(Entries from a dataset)
------------
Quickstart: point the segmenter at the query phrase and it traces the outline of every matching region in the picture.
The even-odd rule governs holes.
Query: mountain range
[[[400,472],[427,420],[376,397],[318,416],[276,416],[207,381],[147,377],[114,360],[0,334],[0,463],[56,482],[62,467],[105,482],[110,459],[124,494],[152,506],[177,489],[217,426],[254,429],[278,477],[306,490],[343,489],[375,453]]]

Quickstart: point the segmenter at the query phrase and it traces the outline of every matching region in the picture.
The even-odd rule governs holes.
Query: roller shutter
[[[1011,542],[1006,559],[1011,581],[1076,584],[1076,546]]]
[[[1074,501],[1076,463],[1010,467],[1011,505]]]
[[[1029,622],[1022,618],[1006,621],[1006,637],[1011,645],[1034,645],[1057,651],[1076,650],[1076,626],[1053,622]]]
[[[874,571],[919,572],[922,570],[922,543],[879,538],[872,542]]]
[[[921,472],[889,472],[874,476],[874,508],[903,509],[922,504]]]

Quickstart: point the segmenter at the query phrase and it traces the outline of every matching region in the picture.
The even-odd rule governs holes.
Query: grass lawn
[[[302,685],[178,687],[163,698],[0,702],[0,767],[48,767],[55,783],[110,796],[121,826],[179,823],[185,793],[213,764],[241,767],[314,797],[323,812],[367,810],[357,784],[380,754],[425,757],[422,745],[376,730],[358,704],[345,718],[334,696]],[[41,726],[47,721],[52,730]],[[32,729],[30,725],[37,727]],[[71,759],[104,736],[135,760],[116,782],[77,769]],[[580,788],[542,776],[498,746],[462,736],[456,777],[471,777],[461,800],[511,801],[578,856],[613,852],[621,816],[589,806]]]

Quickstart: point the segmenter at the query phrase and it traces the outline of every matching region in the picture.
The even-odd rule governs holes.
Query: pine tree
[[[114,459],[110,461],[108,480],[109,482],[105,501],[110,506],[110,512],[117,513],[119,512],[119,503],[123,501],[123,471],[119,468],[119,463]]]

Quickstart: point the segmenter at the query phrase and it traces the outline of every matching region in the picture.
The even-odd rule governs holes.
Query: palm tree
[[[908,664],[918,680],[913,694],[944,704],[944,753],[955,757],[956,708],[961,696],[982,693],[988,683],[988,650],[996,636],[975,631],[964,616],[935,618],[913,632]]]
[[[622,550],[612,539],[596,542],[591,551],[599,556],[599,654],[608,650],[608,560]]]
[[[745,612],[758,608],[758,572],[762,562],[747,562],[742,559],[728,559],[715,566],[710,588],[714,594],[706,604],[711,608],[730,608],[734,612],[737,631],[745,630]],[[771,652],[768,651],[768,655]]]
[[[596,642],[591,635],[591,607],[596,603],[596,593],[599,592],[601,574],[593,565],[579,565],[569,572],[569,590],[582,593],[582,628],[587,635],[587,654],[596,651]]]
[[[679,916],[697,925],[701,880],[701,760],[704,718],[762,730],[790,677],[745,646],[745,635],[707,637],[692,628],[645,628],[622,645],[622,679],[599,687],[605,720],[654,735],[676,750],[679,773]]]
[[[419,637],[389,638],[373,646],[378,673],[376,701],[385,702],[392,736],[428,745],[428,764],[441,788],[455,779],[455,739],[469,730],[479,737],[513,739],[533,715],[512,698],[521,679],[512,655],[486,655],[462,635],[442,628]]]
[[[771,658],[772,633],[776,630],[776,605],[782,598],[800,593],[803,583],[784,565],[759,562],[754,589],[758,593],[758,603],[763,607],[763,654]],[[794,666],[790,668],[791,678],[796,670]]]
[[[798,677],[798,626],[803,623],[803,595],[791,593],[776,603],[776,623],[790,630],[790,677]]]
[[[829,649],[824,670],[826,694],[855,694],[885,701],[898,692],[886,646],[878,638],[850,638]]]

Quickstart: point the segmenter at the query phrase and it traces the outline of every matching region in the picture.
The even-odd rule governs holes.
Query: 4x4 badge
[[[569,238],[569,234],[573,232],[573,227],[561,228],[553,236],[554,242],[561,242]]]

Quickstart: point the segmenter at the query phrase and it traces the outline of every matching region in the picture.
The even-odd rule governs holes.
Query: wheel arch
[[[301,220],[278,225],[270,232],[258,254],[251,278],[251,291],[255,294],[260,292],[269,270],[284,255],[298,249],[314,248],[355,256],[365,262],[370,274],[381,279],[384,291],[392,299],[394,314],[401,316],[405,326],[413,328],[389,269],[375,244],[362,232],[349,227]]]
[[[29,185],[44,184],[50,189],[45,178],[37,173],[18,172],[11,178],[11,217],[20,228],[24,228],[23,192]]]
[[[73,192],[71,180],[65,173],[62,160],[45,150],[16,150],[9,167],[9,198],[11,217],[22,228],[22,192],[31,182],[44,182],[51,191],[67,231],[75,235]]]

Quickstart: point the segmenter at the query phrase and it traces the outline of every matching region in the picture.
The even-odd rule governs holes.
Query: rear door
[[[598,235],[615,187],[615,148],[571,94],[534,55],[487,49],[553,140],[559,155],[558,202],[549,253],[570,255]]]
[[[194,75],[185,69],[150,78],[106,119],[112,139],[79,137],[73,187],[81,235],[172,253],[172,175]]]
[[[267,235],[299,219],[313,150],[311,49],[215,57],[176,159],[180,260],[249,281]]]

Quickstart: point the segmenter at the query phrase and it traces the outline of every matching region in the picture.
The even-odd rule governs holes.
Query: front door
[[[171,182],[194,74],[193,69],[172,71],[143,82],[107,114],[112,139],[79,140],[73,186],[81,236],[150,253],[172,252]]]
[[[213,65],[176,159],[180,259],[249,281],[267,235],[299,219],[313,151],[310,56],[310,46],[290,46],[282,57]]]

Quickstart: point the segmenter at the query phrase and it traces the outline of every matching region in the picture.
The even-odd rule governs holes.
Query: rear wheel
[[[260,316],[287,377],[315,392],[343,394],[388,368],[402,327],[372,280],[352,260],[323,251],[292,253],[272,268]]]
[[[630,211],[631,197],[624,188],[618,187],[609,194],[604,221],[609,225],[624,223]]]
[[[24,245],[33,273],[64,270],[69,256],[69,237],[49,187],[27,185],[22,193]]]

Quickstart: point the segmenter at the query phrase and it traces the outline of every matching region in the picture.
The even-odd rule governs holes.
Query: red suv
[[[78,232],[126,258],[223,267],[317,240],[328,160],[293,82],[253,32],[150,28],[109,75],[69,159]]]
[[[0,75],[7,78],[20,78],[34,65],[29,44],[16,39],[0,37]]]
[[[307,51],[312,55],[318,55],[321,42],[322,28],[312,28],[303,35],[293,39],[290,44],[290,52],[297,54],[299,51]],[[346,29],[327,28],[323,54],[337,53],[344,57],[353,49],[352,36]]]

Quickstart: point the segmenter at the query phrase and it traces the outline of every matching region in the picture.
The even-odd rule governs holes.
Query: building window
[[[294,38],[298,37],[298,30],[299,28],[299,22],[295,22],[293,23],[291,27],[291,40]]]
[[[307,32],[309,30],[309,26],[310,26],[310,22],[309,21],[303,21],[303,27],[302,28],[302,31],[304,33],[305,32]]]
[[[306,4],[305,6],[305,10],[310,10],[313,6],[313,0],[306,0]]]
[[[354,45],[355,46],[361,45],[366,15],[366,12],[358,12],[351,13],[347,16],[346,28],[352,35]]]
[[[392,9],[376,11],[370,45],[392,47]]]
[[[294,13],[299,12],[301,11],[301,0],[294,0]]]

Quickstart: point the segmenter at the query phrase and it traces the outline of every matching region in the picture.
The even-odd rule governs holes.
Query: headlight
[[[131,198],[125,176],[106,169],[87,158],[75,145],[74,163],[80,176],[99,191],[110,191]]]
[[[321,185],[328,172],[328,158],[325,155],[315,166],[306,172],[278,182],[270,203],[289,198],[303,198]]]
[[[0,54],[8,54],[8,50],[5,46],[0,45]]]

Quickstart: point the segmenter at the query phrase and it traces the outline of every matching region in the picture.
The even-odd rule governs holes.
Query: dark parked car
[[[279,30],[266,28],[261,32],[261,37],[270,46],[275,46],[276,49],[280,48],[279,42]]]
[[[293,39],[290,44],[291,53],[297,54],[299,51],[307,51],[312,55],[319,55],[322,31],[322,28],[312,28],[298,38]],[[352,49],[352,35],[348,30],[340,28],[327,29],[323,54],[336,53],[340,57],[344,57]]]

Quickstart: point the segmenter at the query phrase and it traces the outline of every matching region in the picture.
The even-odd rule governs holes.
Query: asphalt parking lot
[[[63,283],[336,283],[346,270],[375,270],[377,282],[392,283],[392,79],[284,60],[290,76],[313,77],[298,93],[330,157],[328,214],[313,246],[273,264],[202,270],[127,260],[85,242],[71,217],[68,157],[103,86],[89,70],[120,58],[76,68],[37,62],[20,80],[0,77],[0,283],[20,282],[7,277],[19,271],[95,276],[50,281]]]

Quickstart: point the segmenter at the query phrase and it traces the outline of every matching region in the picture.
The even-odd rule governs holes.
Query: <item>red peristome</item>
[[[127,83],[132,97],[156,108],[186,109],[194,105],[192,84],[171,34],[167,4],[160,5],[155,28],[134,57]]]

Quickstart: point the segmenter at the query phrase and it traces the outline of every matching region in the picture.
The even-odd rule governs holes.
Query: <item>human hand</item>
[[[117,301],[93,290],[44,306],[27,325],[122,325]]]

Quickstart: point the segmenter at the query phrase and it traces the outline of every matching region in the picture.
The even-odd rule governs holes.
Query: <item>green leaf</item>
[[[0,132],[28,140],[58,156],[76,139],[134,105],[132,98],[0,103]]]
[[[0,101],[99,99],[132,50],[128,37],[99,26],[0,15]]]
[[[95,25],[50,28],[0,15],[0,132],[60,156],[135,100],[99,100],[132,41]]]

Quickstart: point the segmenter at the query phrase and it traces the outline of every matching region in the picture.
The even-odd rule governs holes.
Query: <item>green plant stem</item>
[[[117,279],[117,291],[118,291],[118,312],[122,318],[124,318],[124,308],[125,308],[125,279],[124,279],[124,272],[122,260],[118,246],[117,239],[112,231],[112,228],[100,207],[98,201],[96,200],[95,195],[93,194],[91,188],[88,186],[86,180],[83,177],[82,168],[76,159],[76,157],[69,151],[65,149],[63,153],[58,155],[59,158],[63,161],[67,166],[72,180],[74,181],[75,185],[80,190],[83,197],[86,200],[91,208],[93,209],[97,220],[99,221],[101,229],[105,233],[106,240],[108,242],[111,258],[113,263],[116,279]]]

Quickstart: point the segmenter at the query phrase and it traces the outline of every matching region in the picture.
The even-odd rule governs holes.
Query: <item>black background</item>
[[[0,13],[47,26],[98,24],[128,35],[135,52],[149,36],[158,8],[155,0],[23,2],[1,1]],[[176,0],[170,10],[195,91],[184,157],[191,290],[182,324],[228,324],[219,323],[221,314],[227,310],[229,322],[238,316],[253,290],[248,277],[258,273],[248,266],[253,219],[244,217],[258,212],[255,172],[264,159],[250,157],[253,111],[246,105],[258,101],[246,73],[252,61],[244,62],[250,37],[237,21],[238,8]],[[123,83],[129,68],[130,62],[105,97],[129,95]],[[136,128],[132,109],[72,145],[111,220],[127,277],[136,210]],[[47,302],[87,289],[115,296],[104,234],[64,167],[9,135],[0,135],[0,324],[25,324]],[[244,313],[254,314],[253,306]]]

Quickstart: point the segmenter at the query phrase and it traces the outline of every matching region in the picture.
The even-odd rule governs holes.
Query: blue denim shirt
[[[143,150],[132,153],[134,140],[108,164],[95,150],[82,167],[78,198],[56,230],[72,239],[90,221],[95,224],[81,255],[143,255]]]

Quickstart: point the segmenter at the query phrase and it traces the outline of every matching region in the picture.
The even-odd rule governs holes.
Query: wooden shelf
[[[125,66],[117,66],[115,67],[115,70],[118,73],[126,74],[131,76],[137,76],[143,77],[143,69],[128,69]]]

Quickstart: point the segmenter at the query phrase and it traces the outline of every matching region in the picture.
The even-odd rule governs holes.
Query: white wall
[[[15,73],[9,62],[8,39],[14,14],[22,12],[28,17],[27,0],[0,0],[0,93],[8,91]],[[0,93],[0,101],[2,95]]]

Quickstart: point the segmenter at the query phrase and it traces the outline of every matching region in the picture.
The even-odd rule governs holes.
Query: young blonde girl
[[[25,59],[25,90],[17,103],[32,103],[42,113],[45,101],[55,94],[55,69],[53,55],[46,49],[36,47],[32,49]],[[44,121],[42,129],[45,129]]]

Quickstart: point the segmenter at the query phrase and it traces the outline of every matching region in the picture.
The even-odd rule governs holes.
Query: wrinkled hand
------------
▶ **Prompt**: Filter the lines above, keeping every one that contains the string "item". Case counts.

▶ **Exercise output**:
Query: <item>red peristome</item>
Query: <item>human hand</item>
Query: <item>green leaf</item>
Query: <item>green plant stem</item>
Query: <item>black background</item>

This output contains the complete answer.